## Given instruction:
Copy exactly the lines from the "the woman's right" line to the end, both included, and nothing else.

## Items:
------------------------

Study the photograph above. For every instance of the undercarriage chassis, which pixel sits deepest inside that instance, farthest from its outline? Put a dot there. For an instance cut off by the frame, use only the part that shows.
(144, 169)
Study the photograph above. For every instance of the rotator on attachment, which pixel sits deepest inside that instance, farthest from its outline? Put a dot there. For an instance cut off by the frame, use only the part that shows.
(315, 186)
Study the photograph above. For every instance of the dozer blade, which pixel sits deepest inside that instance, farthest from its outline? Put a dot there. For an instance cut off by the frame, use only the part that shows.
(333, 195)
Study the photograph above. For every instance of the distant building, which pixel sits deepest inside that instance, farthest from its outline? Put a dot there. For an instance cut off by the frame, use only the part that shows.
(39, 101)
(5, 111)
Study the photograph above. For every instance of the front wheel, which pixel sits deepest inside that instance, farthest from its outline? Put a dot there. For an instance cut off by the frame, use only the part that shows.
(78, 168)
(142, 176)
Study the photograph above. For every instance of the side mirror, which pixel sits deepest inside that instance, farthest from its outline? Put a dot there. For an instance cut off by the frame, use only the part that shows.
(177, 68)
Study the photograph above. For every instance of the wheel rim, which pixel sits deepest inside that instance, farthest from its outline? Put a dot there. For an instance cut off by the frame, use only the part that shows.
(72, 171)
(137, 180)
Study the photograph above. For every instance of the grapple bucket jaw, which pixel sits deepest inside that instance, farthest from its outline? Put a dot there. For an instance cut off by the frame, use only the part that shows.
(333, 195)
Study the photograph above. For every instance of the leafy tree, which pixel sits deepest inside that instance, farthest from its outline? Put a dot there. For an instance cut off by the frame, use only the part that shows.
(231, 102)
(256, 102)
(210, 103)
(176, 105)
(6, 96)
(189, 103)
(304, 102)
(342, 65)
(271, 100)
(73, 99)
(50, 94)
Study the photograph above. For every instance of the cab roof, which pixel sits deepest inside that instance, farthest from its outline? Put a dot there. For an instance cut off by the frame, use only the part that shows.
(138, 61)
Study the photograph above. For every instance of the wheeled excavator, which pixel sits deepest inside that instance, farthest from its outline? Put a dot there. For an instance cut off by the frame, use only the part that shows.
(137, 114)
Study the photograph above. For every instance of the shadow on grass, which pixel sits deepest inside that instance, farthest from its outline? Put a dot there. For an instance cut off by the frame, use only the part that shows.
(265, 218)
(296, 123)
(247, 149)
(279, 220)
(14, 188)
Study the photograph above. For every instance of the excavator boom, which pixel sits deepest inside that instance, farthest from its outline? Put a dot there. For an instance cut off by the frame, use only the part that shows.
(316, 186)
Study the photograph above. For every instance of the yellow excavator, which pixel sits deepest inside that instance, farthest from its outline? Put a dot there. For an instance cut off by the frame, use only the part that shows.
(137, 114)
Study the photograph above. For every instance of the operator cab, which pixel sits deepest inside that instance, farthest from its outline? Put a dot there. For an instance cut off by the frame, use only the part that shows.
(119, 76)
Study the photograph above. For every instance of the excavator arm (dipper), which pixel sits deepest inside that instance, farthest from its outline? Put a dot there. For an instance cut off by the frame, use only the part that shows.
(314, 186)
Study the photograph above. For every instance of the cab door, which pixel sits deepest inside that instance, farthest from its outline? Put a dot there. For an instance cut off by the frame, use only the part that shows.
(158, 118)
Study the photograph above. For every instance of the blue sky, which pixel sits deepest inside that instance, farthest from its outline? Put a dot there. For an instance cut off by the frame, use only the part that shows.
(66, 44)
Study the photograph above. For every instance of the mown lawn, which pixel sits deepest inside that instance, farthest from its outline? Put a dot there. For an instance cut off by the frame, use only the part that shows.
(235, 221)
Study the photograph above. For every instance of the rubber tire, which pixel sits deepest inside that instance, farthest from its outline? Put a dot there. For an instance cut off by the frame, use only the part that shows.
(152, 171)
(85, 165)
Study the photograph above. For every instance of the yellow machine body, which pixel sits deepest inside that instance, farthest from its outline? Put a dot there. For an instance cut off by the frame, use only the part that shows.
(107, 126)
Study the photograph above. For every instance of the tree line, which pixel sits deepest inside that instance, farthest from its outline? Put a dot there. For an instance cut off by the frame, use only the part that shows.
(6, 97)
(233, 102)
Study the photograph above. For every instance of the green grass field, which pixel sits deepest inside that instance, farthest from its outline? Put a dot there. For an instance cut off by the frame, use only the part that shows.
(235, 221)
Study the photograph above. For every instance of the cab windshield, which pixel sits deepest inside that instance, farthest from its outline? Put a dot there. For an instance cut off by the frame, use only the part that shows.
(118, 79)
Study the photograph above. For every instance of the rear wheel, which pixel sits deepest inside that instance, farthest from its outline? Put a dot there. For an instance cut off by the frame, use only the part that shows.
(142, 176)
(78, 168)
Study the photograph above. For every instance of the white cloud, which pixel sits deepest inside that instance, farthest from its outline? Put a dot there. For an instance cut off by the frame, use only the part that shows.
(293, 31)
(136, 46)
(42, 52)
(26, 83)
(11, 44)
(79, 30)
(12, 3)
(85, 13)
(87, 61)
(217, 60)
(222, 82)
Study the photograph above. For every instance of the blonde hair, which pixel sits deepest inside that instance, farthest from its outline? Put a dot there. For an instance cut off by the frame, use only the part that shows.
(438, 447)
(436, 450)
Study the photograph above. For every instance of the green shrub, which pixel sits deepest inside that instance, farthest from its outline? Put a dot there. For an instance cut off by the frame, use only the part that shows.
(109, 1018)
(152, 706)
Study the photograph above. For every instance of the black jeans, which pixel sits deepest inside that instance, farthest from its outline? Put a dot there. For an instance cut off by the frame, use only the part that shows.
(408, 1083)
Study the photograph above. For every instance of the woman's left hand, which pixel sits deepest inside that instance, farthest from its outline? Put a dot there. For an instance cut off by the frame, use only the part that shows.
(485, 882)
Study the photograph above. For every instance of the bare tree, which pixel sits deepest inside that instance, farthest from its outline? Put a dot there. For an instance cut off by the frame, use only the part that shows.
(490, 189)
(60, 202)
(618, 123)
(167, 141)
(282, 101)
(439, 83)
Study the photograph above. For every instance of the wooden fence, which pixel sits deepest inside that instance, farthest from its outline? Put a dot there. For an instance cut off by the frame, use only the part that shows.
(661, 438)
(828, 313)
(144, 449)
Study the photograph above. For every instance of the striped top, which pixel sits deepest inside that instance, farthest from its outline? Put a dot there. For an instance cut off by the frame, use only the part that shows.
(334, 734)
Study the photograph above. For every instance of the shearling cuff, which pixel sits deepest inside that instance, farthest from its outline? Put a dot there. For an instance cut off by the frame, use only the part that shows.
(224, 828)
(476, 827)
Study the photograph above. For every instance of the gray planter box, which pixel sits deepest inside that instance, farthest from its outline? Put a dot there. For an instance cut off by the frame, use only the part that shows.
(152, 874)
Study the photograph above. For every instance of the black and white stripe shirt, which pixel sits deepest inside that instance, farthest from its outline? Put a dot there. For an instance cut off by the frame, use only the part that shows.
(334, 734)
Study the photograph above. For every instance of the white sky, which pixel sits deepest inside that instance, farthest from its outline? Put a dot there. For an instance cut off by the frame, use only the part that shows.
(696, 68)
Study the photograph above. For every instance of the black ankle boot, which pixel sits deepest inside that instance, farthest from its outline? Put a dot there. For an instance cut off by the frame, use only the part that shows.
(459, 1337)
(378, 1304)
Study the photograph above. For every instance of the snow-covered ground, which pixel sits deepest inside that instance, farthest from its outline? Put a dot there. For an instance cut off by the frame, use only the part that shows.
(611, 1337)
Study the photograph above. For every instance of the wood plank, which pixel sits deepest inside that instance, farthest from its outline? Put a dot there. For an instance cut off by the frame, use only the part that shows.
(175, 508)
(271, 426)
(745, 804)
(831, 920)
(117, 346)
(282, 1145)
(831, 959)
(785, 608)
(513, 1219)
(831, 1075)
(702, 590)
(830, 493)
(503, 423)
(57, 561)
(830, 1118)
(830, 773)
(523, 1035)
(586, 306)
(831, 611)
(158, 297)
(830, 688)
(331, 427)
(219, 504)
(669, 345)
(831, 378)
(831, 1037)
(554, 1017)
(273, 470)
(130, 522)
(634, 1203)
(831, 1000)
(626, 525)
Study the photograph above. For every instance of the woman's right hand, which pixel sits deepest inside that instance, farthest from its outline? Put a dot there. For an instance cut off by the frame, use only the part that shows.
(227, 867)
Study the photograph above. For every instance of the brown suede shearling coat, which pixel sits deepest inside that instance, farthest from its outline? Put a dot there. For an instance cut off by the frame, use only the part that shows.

------------------------

## Result of this exercise:
Study the photograph above. For every instance of the woman's right hand, which pixel sits deepest inside that instance, farthest from its outline? Put a dot there. For an instance cut off by the frame, use only the part that shows.
(227, 867)
Study the photograph above. For every instance of the brown suede shearling coat, which pixel sits deepest inside that instance, farthest from its outline? Put a dot there. For an instance cut off by the frame, use only the part that shows.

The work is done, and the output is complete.